**Requirement**
Which lines of the entries below run from the one holding "Target: dry fallen leaf" to the one holding "Target: hazy horizon", inclusive? Set down exactly those lines and no others.

**Stored data**

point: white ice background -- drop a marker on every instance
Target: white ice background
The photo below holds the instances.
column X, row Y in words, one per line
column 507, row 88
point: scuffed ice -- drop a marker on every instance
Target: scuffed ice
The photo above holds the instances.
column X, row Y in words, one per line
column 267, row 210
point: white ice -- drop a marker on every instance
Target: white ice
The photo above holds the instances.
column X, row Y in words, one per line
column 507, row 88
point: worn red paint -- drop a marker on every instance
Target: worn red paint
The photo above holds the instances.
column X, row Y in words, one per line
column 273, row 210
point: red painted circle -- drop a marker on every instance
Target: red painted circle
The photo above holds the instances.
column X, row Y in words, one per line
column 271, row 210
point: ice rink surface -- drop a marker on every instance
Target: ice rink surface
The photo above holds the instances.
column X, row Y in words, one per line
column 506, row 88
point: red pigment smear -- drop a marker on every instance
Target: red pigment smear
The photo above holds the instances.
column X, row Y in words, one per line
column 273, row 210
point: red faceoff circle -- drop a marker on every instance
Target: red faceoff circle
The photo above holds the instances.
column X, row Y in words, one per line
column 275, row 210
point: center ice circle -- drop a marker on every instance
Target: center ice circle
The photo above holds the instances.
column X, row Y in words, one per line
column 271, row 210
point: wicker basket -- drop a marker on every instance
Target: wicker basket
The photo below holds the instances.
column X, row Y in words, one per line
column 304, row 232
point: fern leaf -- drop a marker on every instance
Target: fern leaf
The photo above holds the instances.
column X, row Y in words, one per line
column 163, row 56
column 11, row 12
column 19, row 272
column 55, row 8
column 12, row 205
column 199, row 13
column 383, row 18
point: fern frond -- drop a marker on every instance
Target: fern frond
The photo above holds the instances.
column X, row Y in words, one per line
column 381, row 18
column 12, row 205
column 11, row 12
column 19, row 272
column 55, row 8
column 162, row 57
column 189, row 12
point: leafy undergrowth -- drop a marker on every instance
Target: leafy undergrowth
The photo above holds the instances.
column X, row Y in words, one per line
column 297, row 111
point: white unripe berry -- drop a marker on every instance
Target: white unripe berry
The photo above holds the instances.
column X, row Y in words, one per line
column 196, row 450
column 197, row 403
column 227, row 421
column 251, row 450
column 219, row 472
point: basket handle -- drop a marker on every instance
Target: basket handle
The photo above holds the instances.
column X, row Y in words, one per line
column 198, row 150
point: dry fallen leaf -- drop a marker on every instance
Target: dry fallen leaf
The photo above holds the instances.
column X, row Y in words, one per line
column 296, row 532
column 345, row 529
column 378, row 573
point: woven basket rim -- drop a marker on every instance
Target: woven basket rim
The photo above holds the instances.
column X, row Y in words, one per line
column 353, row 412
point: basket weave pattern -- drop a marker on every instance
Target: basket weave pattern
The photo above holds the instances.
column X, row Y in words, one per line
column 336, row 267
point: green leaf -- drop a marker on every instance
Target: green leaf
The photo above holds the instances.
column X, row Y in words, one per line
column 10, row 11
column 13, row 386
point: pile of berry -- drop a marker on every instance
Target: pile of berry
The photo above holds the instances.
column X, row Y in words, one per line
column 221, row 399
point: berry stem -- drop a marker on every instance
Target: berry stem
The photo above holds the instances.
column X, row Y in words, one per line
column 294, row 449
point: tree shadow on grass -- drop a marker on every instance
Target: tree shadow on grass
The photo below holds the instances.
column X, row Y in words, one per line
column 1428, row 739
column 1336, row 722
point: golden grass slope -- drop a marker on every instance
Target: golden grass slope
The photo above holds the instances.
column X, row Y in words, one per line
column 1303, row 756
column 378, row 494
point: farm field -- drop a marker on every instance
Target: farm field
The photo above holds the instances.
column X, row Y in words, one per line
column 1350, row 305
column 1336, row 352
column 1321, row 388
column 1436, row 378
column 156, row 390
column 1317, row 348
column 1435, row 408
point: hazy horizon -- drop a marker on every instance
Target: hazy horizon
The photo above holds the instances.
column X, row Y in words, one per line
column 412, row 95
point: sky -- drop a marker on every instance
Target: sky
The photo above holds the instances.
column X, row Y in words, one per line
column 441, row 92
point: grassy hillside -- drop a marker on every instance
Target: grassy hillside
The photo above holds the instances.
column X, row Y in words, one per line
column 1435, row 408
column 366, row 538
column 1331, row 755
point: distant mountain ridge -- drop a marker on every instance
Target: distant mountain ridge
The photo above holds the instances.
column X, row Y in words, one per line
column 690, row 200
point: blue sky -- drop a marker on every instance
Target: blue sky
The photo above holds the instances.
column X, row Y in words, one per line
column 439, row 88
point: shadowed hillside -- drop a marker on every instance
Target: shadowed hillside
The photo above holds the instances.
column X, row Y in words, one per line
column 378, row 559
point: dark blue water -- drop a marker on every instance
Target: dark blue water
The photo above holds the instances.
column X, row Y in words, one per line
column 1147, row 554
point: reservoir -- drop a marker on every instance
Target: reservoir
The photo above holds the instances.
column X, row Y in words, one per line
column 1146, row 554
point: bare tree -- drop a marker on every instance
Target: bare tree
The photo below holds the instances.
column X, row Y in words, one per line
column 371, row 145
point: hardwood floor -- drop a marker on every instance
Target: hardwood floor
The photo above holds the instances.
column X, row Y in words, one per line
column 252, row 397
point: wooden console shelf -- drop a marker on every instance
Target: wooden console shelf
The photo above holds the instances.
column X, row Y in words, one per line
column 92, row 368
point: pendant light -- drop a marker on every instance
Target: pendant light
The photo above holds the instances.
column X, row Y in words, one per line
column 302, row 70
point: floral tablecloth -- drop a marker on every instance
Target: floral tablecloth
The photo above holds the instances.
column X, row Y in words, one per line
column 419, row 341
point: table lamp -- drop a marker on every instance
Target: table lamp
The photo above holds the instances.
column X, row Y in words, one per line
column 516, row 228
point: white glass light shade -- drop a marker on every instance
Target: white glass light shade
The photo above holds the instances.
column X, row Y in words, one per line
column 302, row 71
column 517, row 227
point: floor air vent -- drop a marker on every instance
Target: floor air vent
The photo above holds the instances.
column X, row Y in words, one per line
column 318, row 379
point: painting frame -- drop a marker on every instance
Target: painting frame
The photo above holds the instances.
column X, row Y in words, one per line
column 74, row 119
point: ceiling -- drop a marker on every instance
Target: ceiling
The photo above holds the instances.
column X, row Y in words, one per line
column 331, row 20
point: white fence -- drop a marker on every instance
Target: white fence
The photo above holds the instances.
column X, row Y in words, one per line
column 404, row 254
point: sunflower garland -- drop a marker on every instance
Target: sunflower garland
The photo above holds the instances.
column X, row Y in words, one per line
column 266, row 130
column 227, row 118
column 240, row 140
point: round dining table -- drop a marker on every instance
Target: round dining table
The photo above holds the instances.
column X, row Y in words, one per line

**Final answer**
Target: dry fallen leaf
The photo above holds the instances.
column X, row Y in words, one per line
column 296, row 532
column 345, row 529
column 378, row 573
point: woven basket rim -- drop a marker on every instance
Target: woven basket rim
The photo above holds the instances.
column X, row Y in words, one per line
column 353, row 412
point: basket weave pattern -- drop a marker on every instance
Target: basket weave pattern
The photo above holds the instances.
column X, row Y in words, one per line
column 336, row 267
point: green leaf -- drop a marker on every instance
Target: green leaf
The photo above holds the instances.
column X, row Y in words, one per line
column 10, row 11
column 13, row 386
point: pile of berry -- drop a marker on every instance
Target: pile of berry
The photo above holds the instances.
column X, row Y in words, one per line
column 221, row 399
point: berry stem -- drop a marker on every instance
Target: berry stem
The photo above holds the instances.
column X, row Y in words, one per line
column 294, row 449
point: tree shadow on grass -- drop a marker on every instance
Target: tree shadow on grass
The photo below holds the instances.
column X, row Y in words, one per line
column 1428, row 739
column 1336, row 722
point: golden grass slope -- drop a marker on every instance
Target: golden grass slope
The photo above holds the instances.
column X, row Y in words, one per line
column 1303, row 756
column 378, row 494
point: farm field -- drop a marker on every instance
Target: farm field
The photo above holds the instances.
column X, row Y in words, one per line
column 1350, row 305
column 1336, row 352
column 1321, row 388
column 1436, row 378
column 156, row 390
column 1317, row 348
column 1435, row 408
point: hazy horizon -- drop a marker on every instance
Target: hazy horizon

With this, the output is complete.